Recopiez mot pour mot le passage du compte rendu des Chroniques de Tanger qui commence par « Le monde et » et se termine par « qui rapproche . ».

> **TEXTE À LIRE**:
=-=-=

SOCIETE-
BIBLIOTHEQUE D’ALMANACH- RECUEIL TEXTES RACHID MIMOUNI- « CHRONIQUES DE
TANGER…. »
Chroniques de Tanger. Janvier 1994-Janvier
1995. Recueil de textes journalistiques de Rachid Mimouni .
Editions Sedia , Alger 2016 (Stock, 1995) , 213 pages,
700 dinars.
Le monde et la vie du monde en une cinquantaine de chroniques, certes
destinées à la radio (chronique hebdomadaire à Medi
1), mais dignes de figurer dans la liste d’une des meilleurs productions
d’un de nos meilleurs écrivains .
La chronique est, il faut le rappeler, une forme d’écriture qui a donné au
journalisme le lustre qui lui manquait. Cest le genre
journalistique le plus élaboré, le plus complet , mais
aussi le plus difficile à atteindre. Car elle mobilise et réconcilie plusieurs
talents en un seul. Fraîcheur du reportage, rigueur de l’éditorial, précision
de l’agence, allégresse du roman, sagesse du philosophe, prudence (ou rage ) du politique, certitude (ou doute) du militant,
sourire (ou grimace) de la satire ...
Ceci pour la presse écrite. Pour la radio, il faut ajouter la voix qui
accroche et le ton qui rapproche .
Chaque semaine donc, Rachid Mimouni, se trouvant ,
contre son gré « exilé » en famille, pas très loin du pays, au Maroc
qui l’avait « hébergé » (il faut signaler au passage que, en ce
temps-là, rares étaient les « pays frères et amis » qui acceptaient
de (bien , durablement et dans la
sécurité ) accueillir les intellectuels et journalistes démocrates algériens
fuyant –car sans protection chez eux-
les menaces terroristes) , « sculptait le verbe », parfois,
sinon souvent à la va-vite ; un
événement d’actualité brûlante chassant l’autre.
Il arrivait, confie le Rédacteur en chef de l’époque, vers midi chaque
jeudi, prenait son courrier, allumait une cigarette et posait l’immuable
question : « Alors, quoi de neuf ? ». Il fallait, en
quelques mots, « faire le tour de la planète ».Un « point de vue
exclusif » !

=-=-=

Items issus d'un jeu de données

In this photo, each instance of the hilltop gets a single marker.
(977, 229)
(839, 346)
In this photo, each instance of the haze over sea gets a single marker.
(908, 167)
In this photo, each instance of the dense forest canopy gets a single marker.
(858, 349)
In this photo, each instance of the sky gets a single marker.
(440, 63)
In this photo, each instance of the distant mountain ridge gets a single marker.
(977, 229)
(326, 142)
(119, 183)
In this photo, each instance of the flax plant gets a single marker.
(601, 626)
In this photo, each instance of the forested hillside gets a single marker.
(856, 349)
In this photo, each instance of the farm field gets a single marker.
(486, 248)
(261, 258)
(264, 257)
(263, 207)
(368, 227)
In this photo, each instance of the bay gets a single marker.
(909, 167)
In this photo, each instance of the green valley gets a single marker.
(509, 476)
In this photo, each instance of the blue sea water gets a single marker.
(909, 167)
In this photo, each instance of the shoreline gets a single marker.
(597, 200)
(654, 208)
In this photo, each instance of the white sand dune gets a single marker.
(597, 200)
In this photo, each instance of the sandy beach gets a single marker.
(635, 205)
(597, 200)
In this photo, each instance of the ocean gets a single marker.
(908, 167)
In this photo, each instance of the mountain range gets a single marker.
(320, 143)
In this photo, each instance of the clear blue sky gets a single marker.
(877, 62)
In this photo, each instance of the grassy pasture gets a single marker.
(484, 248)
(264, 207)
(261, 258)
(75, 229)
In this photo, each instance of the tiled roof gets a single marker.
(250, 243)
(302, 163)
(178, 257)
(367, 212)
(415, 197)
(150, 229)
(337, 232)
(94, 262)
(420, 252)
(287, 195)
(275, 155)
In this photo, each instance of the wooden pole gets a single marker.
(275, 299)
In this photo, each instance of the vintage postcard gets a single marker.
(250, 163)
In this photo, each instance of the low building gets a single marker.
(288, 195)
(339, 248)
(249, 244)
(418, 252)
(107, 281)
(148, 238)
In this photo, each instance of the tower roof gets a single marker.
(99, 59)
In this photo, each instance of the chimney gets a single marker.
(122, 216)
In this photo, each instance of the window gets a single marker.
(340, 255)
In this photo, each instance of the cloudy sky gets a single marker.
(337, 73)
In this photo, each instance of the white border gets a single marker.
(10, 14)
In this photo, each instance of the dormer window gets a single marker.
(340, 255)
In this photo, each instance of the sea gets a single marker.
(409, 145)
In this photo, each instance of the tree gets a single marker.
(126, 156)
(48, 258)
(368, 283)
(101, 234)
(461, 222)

=-=-=

> **SORTIE**:
Le monde et la vie du monde en une cinquantaine de chroniques, certes
destinées à la radio (chronique hebdomadaire à Medi
1), mais dignes de figurer dans la liste d’une des meilleurs productions
d’un de nos meilleurs écrivains .
La chronique est, il faut le rappeler, une forme d’écriture qui a donné au
journalisme le lustre qui lui manquait. Cest le genre
journalistique le plus élaboré, le plus complet , mais
aussi le plus difficile à atteindre. Car elle mobilise et réconcilie plusieurs
talents en un seul. Fraîcheur du reportage, rigueur de l’éditorial, précision
de l’agence, allégresse du roman, sagesse du philosophe, prudence (ou rage ) du politique, certitude (ou doute) du militant,
sourire (ou grimace) de la satire ...
Ceci pour la presse écrite. Pour la radio, il faut ajouter la voix qui
accroche et le ton qui rapproche .